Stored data
+===+

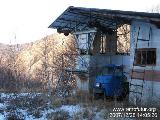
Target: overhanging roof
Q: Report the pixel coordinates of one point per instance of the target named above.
(77, 18)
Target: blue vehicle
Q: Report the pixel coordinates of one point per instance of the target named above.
(111, 82)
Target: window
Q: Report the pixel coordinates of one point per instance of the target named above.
(145, 56)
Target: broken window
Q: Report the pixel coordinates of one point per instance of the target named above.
(145, 56)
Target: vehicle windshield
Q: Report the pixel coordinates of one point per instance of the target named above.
(108, 70)
(118, 72)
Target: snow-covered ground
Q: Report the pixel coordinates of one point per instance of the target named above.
(37, 106)
(8, 107)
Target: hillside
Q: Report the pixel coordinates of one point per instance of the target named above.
(36, 62)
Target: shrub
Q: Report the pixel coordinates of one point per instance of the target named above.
(58, 115)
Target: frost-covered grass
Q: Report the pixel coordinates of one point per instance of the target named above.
(39, 106)
(33, 106)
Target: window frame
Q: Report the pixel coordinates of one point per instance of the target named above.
(141, 53)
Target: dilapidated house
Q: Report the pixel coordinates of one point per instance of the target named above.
(97, 34)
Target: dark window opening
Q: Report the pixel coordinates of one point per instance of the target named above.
(145, 56)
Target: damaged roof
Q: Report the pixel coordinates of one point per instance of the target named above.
(78, 18)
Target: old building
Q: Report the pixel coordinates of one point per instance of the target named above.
(96, 33)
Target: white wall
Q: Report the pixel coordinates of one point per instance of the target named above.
(150, 94)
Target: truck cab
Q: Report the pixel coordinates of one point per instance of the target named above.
(111, 82)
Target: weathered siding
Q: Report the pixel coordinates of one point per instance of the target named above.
(150, 94)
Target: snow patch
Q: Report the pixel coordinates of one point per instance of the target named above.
(72, 109)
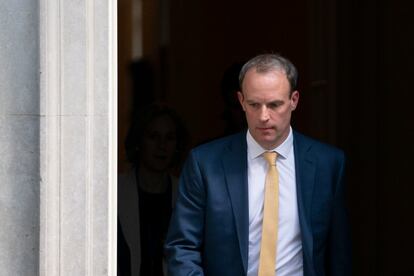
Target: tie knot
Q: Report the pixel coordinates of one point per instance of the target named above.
(270, 157)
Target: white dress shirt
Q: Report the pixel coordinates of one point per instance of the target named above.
(289, 260)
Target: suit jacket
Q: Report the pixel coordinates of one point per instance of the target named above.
(208, 233)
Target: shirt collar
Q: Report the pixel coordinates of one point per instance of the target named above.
(254, 150)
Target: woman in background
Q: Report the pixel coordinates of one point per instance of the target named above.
(146, 194)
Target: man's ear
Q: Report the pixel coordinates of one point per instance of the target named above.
(294, 100)
(241, 99)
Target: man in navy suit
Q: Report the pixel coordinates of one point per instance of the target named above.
(216, 227)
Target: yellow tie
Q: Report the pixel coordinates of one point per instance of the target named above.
(267, 263)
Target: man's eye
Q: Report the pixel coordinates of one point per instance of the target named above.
(274, 105)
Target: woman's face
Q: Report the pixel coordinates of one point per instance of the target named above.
(159, 144)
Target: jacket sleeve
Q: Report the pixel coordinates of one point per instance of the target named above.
(184, 242)
(339, 245)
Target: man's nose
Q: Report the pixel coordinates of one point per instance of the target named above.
(264, 114)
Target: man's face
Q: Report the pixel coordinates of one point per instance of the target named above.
(268, 106)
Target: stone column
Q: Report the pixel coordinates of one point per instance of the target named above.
(78, 137)
(58, 137)
(19, 137)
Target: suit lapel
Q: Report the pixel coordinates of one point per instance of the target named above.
(235, 169)
(305, 167)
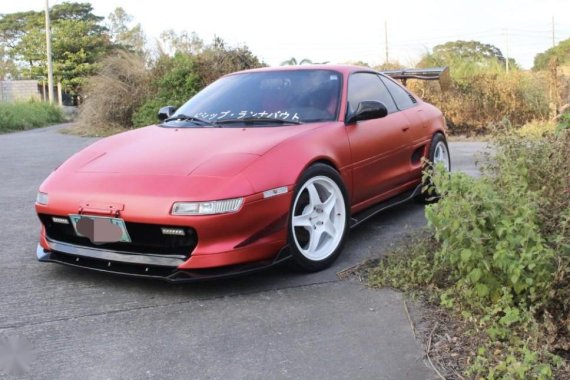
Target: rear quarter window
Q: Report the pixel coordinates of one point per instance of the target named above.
(403, 98)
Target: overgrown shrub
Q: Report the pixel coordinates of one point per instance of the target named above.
(498, 254)
(112, 96)
(19, 116)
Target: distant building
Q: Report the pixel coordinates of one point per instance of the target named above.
(13, 90)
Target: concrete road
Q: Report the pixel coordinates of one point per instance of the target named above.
(271, 325)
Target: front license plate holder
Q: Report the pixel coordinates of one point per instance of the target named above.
(99, 232)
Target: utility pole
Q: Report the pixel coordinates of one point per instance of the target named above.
(507, 50)
(49, 63)
(553, 39)
(386, 38)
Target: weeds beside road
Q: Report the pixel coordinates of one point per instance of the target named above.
(19, 116)
(496, 260)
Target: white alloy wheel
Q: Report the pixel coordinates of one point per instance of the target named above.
(319, 218)
(441, 155)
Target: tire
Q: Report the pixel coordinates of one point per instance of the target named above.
(319, 219)
(438, 154)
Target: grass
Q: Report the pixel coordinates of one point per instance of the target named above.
(20, 116)
(80, 129)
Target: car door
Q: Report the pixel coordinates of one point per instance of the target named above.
(378, 146)
(416, 135)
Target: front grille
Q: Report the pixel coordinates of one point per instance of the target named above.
(145, 238)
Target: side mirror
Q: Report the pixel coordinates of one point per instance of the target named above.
(368, 110)
(165, 112)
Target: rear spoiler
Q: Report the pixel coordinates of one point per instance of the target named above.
(440, 74)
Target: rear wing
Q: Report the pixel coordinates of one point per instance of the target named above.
(440, 74)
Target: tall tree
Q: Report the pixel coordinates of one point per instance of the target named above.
(172, 42)
(560, 53)
(79, 40)
(125, 36)
(467, 58)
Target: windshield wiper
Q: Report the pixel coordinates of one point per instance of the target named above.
(251, 120)
(193, 119)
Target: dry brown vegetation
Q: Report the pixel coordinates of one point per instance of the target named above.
(111, 96)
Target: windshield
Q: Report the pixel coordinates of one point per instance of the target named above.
(268, 98)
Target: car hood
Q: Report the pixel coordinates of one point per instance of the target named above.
(154, 150)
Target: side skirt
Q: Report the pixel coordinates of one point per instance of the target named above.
(406, 196)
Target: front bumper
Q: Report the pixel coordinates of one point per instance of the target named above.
(146, 266)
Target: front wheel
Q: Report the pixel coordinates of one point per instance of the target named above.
(318, 222)
(438, 155)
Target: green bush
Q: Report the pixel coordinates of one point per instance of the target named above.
(497, 253)
(20, 116)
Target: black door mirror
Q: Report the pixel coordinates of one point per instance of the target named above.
(367, 110)
(165, 112)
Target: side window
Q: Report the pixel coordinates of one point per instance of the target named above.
(402, 97)
(367, 86)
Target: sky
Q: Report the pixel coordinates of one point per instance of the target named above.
(340, 32)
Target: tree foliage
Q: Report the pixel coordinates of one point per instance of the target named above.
(560, 52)
(79, 40)
(123, 35)
(467, 58)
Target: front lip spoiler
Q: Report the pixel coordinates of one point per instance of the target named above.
(138, 266)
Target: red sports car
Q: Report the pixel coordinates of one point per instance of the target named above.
(260, 167)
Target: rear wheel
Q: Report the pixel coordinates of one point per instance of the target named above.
(318, 222)
(438, 155)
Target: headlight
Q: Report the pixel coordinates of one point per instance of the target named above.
(42, 198)
(207, 208)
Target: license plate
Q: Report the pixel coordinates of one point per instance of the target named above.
(100, 229)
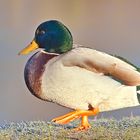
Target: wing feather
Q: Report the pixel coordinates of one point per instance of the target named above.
(100, 62)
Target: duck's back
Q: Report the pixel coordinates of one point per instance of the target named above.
(74, 86)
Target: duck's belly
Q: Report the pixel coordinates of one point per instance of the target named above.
(78, 88)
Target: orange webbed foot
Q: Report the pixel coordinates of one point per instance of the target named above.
(75, 115)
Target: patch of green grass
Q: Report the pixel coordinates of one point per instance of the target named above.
(102, 129)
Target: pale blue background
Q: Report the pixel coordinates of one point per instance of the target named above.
(107, 25)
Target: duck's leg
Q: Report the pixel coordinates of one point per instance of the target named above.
(77, 114)
(66, 118)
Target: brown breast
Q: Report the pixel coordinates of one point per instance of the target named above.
(34, 70)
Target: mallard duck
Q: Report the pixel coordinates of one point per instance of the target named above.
(81, 78)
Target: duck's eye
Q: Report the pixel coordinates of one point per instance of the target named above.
(40, 32)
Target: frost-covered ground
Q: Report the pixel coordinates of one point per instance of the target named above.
(102, 129)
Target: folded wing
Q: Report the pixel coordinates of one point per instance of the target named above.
(100, 62)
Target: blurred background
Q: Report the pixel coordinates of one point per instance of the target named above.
(106, 25)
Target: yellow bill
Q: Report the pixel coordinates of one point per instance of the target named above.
(31, 47)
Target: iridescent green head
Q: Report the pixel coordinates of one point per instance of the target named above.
(52, 36)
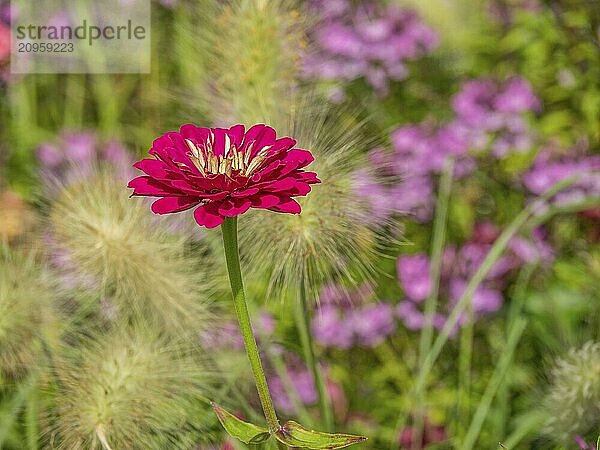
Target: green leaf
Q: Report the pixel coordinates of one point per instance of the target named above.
(246, 432)
(293, 434)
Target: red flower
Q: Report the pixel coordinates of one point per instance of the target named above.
(224, 172)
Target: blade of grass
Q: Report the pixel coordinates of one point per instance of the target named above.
(494, 384)
(437, 248)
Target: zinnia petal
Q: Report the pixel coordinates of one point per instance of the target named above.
(225, 171)
(288, 205)
(168, 205)
(208, 216)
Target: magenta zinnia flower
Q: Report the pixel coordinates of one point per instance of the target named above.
(224, 172)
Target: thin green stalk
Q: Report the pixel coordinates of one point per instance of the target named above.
(494, 384)
(230, 244)
(437, 248)
(306, 340)
(464, 369)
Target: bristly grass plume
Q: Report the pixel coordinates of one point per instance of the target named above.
(256, 47)
(27, 312)
(573, 402)
(131, 388)
(141, 266)
(258, 59)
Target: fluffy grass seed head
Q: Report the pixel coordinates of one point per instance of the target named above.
(333, 238)
(255, 53)
(131, 388)
(139, 263)
(27, 311)
(573, 402)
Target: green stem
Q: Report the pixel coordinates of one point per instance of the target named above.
(229, 229)
(437, 248)
(303, 326)
(464, 370)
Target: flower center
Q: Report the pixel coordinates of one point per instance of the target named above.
(232, 160)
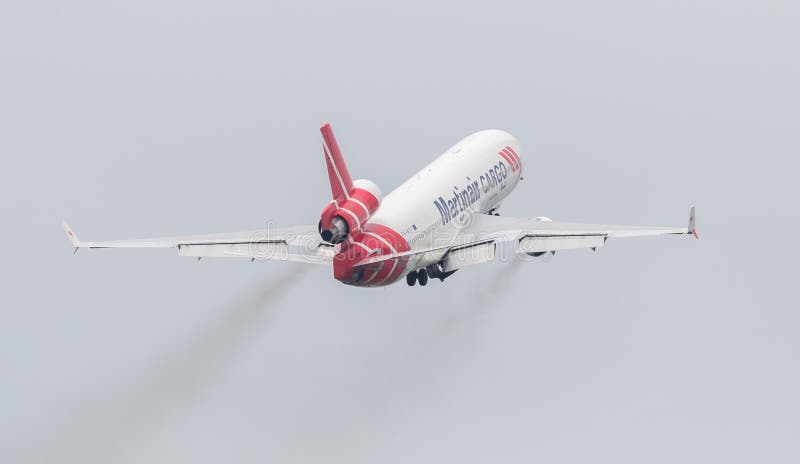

+===+

• [Aim of the exercise]:
Please identify each line in the records that contains the word "roof" and copy those lines out in full.

• [Reply]:
Target: overhanging roof
Target: damaged roof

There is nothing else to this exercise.